-------- Brano citato --------
Embargo russo dell’ortofrutta: Ferrara (O.P. Terra Orti) scrive alla Ministra Bellanova

Emilio Ferrara e la Ministra Terranova a Fruit Logistica di Berlino

Emilio Ferrara, Direttore della organizzazione di produttori Terra Orti, chiede l’impegno della Ministra dell’Agricoltura Bellanova per sbloccare l’embargo russo nel settore ortofrutta.

Era il 7 agosto 2014 quando la Russia, come contromossa alle sanzioni decise dall’Unione Europea dopo l’annessione della Crimea e lo scoppio della guerra di Donbas, imponeva il divieto di importazione di prodotti agricoli e generi alimentari provenienti da Unione Europea, Stati Uniti, Norvegia, Canada e Australia. Da un giorno all’altro si sono chiuse le porte di un mercato attrattivo per l’agroalimentare Made in Italy, con conseguenze pesantissime sull’intera economia nazionale. Tra i comparti più colpiti, come noto, anche l’ortofrutta, che ha visto sfumare alcune centinaia di milioni di euro di fatturato (nel 2013 ICE ha tracciato valori di oltre 130 milioni in via diretta, ai quali bisogna aggiungere quelli che arrivavano in Russia passando per altri paesi).  L’ortofrutta in questi cinque anni e mezzo ha subito danni economici per mancate esportazioni in Russia di almeno 1,2 miliardi di euro.

“Gentile Ministra Bellanova – scrive Emilio Ferrara – Direttore della O.P Terra Orti è tempo di ribadirle l’appello che le ho già rivolto a Berlino lo scorso febbraio a Fruit Logistica, la prima e ultima fiera internazionale del 2020: le chiediamo di fare in modo di ottenere l’impegno del Governo affinché si attivi una trattativa concreta per risolvere le annose questioni tra l’Unione Europea e la Russia che impattano sul settore agroalimentare e in particolare sull’ortofrutta. Il presidente russo Vladimir Putin ha appena esteso l’embargo per ulteriori dodici mesi. La Russia, pertanto, continuerà a rimanere chiusa all’export di ortofrutta europea fino al 31 dicembre 2021”.
-------- Estratti del dataset --------
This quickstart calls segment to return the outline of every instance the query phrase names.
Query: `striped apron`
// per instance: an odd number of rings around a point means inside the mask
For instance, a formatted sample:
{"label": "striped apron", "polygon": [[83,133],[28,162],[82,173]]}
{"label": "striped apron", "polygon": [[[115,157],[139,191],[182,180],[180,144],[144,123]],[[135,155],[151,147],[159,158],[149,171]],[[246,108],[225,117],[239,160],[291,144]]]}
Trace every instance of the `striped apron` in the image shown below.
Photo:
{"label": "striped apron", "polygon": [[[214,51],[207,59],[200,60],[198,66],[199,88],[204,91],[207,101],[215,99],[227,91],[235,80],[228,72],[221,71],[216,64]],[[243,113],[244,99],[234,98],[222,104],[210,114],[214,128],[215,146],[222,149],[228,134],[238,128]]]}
--------
Esercizi
**a.** Riscrivi il pezzo del testo sull'embargo russo iniziando da "Emilio Ferrara, Direttore" e proseguendo fino a "nel settore ortofrutta.", scambiando "sbloccare" con "superare".
**b.** Riprendi il testo sull'embargo russo da dove si ferma e portalo avanti.
Le voci sono materiale a parte, che non ha legami con il testo sull'embargo russo.

Soluzioni per numero
**a.**
Emilio Ferrara, Direttore della organizzazione di produttori Terra Orti, chiede l’impegno della Ministra dell’Agricoltura Bellanova per superare l’embargo russo nel settore ortofrutta.

**b.**
IL SEGUITO DELLA MISSIVA DI EMILIO FERRARA
L’agroalimentare italiano è infatti l’unico settore colpito direttamente dall’embargo che ha portato al completo azzeramento delle esportazioni dei prodotti presenti nella lista nera, dal Parmigiano Reggiano al Grana Padano, dal prosciutto di Parma a quello San Daniele, ma anche frutta e verdura, come le mele ed i carciofi entrambi prodotti particolarmente apprezzati dai cittadini russi.

Tra l’altro mentre l’Europa e l’Italia in particolare, continua a subire enormi danni dalla perdita di un mercato così strategico come quello russo, altri competitors extra UE non colpiti dall’embargo hanno guadagnato ampi spazi nell’export che sarà difficile recuperare una volta che il provvedimento anti-europeo verrà annullato.

Le perdite economiche causate dall’embargo sono state enormi, non certo per le imprese russe, quanto per quelle europee e, quindi, principalmente per quelle italiane.

Si tratta di un costo insostenibile per l’Italia e l’Unione Europea ed è per questo che è importante riprendere il dialogo, il settore agroalimentare (italiano) non può continuare ad essere merce di scambio nelle trattative internazionali senza alcuna considerazione del pesante impatto che ciò comporta sul piano economico, occupazionale e ambientale.

È evidente a tutti che le sanzioni economiche riguardanti gli scambi con la Russia imposte nel 2014 e prorogate fino ad oggi, sono totalmente inefficaci allo scopo per cui furono adottate e in questi cinque anni e mezzo hanno danneggiato esclusivamente l’UE ed in particolare l’Italia. Si tratta di un costo sempre più insostenibile per l’Italia e per le nostre esportazioni in un momento già drammatico a causa dell’emergenza coronavirus e la fine dell’embargo Russo è una delle misure indispensabili per rilanciare il nostro comparto agroalimentare.